### PASSAGE PROVIDED

## Query Decomposition: Avoid semantic delutions in the queries
 * "Semantic dilutions" refer to the loss of meaning or relevance when chunks of text, intended to represent information for retrieval, become too large or lack semantic cohesion, leading to less accurate and useful results.
 * Semantic dilutions can be mitigated on the indexed documents side by applying optimized chunking strategies per each use case.
 * Query texts can also have semantic delutions when multiple contexts or topics are combined. This can be improved by reforming the queries.

This notebook will demonstrate "query decomposition" strategy to improve the search quality against a knowledge base. 

![Query Decomposition](https://raw.githubusercontent.com/aws-samples/langgraph-agents-with-amazon-bedrock/refs/heads/main/assets/lab3_2.png "https://github.com/aws-samples/langgraph-agents-with-amazon-bedrock/tree/main/Lab_3")

#### Prerequsites

In [None]:
import warnings
warnings.filterwarnings('ignore')

!pip install -U boto3

In [None]:
import json
with open("../variables.json", "r") as f:
    variables = json.load(f)

variables

In [None]:
# Configurations for Knowledge Base retrievals

kb_id = variables["kbSemanticChunk"]
model_id = f"arn:aws:bedrock:us-west-2:{variables['accountNumber']}:inference-profile/us.amazon.nova-lite-v1:0"

number_of_results = 5
generation_configuration = {
    'inferenceConfig': {
                    'textInferenceConfig': {
                        'maxTokens': 1024,
                        'stopSequences': [],
                        'temperature': 0.0,
                        'topP': 0.2
                    }
                },
}


### How Model Size Affects Table Interpretation  

When querying Amazon’s Operating Income for 2022, **smaller models (Nova Lite, Llama 3B)** tend to pick the **"At Prior Year Rates"** value (\$11,387), while **larger models (Nova Pro)** correctly select the **"As Reported"** value (\$12,248).

######

Resume the query decomposition notebook, starting right after its final sentence.

### DATASET RECORDS

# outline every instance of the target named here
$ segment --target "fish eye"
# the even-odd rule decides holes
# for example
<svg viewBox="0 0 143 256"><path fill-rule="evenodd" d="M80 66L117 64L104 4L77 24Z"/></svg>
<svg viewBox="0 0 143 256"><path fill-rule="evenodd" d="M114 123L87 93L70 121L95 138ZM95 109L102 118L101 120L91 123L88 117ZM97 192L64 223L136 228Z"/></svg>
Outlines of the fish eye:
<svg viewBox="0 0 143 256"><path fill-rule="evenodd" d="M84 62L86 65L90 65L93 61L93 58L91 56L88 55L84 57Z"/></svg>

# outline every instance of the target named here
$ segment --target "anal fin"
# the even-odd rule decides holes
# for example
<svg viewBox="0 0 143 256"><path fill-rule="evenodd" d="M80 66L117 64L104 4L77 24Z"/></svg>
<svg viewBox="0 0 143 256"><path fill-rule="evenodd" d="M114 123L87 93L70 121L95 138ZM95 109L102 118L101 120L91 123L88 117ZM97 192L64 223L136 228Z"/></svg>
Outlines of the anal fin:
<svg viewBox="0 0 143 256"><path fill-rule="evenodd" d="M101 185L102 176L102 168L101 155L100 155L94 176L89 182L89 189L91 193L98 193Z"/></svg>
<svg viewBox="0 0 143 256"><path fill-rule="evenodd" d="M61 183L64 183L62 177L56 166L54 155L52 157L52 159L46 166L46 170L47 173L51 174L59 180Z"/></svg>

######

■ TASK RESULT ■
#### Possible Reasons:
- **Table Parsing Limitations:** Smaller models may not accurately align column headers to values.  
- **Context Misinterpretation:** They might default to the last numerical column or fail to strongly associate **"As Reported"** with the correct column.  
- **Stronger Reasoning in Larger Models:** Nova Pro better understands structured data, leading to more accurate retrieval.  

![Image](./operating_income.png)

### Basic RAG query
The query retrieves only one of the topics mentioned. It is because of the mix of two queries dilluted the second topic, which is called "semantic dillution."
In real world scenarios, it is required to pull multiple chunks with different contexts, for example:
* How Amazon's net income increased from 2018 to 2024?
* What is difference between RAG and text-to-SQL?

In [None]:
# WITHOUT QUERY DECOMPOSITION
import boto3

bedrock_agent_runtime = boto3.client("bedrock-agent-runtime", region_name=variables["regionName"])

# Query example
query= "What was Amazon’s Operating Income as reported for the fiscal year ending December 31, 2022? What is text-to-SQL? How did text-to-SQL contribute to Amazons earnings, if any?"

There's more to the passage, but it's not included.